> [Stated exercise A]:
Answer these questions about the thread on long-running task status monitoring, one answer per line and marked the same way:
(i) To what value did Robert Dionne lower max_open_databases?
(ii) Which file did Paul Davis add a conditional block to?
(iii) What does one GET to see the status of long-running tasks?
> [Stated exercise B]: From the thread on task status monitoring, return the passage that begins at the words "On Fri, Jan" and stops after "pun intended :)".
> [Stated exercise C]: Carry the thread on long-running task status monitoring further, starting from the point where it ends.

> [Document]:
==================================================

Re: Long running task status monitoring

Posted by Paul Davis <pa...@gmail.com>.
On Fri, Jan 23, 2009 at 5:20 AM, Robert Dionne <bo...@gmail.com> wrote:
> This is very cool, I'll check it out.
>
> After a build with yesterday's changes I started seeing these exceptions
> again: http://gist.github.com/50826
>
> This was fixed (#213) a few days ago. I lowered max_open_databases on my
> machine to 50 and it still occurs. It only occurs once when running the
> tests from Futon, which all pass. However when running the tests standalone
> from the runner script, you'll see two or three. Running these requires the
> patch I submitted to couch_js.c
>
> I'll try to run this down (no pun intended :)
>

My guess is that those are erlang-ism errors. As in, they're
notifications that a gen_server was forcibly killed and then it exited
with a status other than normal. I tried adding a conditional block to
couch_file.erl that just printed a single line that the gen_server was
exiting forcefully and then exited normally to see if that would
alleviate the problem but I still seemed to be getting them. I still
think that's the right part of the code to be looking at though.

HTH,
Paul Davis

> Bob
>
>
> On Jan 22, 2009, at 11:18 PM, Damien Katz wrote:
>
>> I just checked in code to allow the checking of the status of long running
>> tasks, like view indexes and compaction.
>>
>> During a long view build or compaction, if you want to see the status of
>> what's happening, simply GET _active_tasks and you'll get back a list of
>> JSON objects describing the currently running tasks.
>>
>> Example results while 2 tasks are running:
>> [{"type":"Database Compaction","task":"speed","status":"Copied 10001 of
>> 39001 changes (25%)","pid":"<0.78.0>"},
>> {"type":"View Group Indexer","task":"speed
>> _design/test","status":"Processed 0 of 39001 changes
>> (0%)","pid":"<0.91.0>"}]
>>
>> We should probably add task tracking code for replication as well.
>>
>> -Damien
>
>

Re: Long running task status monitoring

Posted by Robert Dionne <bo...@gmail.com>.

==================================================

> [Recorded information]:
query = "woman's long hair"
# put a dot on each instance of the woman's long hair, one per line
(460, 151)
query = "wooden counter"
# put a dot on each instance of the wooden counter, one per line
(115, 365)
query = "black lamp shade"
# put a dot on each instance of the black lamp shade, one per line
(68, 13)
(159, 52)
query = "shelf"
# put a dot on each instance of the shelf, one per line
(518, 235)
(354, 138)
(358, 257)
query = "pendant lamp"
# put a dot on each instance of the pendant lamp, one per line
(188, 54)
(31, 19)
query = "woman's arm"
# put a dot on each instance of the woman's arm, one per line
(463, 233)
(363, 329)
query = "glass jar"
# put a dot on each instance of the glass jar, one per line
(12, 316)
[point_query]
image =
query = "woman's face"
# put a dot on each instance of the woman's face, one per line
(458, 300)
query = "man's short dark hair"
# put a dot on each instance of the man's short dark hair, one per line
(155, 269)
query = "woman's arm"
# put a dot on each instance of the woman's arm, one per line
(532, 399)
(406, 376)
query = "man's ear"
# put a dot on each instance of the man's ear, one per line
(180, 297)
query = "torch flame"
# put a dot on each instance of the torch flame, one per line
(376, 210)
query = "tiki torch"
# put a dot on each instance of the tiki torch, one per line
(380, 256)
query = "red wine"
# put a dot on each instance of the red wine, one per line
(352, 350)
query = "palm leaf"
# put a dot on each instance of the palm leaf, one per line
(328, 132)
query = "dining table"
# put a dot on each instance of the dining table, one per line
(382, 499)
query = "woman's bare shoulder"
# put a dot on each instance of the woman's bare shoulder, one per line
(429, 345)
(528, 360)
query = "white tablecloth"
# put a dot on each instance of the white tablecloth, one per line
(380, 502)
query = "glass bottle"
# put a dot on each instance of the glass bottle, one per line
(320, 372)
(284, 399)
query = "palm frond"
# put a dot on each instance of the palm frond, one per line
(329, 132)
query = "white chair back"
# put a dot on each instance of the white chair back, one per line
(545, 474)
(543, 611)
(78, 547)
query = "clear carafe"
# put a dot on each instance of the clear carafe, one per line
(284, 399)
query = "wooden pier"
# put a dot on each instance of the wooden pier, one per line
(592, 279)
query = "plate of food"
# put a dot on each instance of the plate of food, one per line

==================================================

> [Written reply A]:
(i) 50
(ii) couch_file.erl
(iii) _active_tasks

> [Written reply B]:
On Fri, Jan 23, 2009 at 5:20 AM, Robert Dionne <bo...@gmail.com> wrote:
> This is very cool, I'll check it out.
>
> After a build with yesterday's changes I started seeing these exceptions
> again: http://gist.github.com/50826
>
> This was fixed (#213) a few days ago. I lowered max_open_databases on my
> machine to 50 and it still occurs. It only occurs once when running the
> tests from Futon, which all pass. However when running the tests standalone
> from the runner script, you'll see two or three. Running these requires the
> patch I submitted to couch_js.c
>
> I'll try to run this down (no pun intended :)

> [Written reply C]:
This is very cool, I'll check it out.

After a build with yesterday's changes I started seeing these  
exceptions again: http://gist.github.com/50826

This was fixed (#213) a few days ago. I lowered max_open_databases on  
my machine to 50 and it still occurs. It only occurs once when  
running the tests from Futon, which all pass. However when running  
the tests standalone from the runner script, you'll see two or three.  
Running these requires the patch I submitted to couch_js.c

I'll try to run this down (no pun intended :)

Bob


On Jan 22, 2009, at 11:18 PM, Damien Katz wrote:

> I just checked in code to allow the checking of the status of long  
> running tasks, like view indexes and compaction.
>
> During a long view build or compaction, if you want to see the  
> status of what's happening, simply GET _active_tasks and you'll get  
> back a list of JSON objects describing the currently running tasks.
>
> Example results while 2 tasks are running:
> [{"type":"Database Compaction","task":"speed","status":"Copied  
> 10001 of 39001 changes (25%)","pid":"<0.78.0>"},
> {"type":"View Group Indexer","task":"speed _design/ 
> test","status":"Processed 0 of 39001 changes (0%)","pid":"<0.91.0>"}]
>
> We should probably add task tracking code for replication as well.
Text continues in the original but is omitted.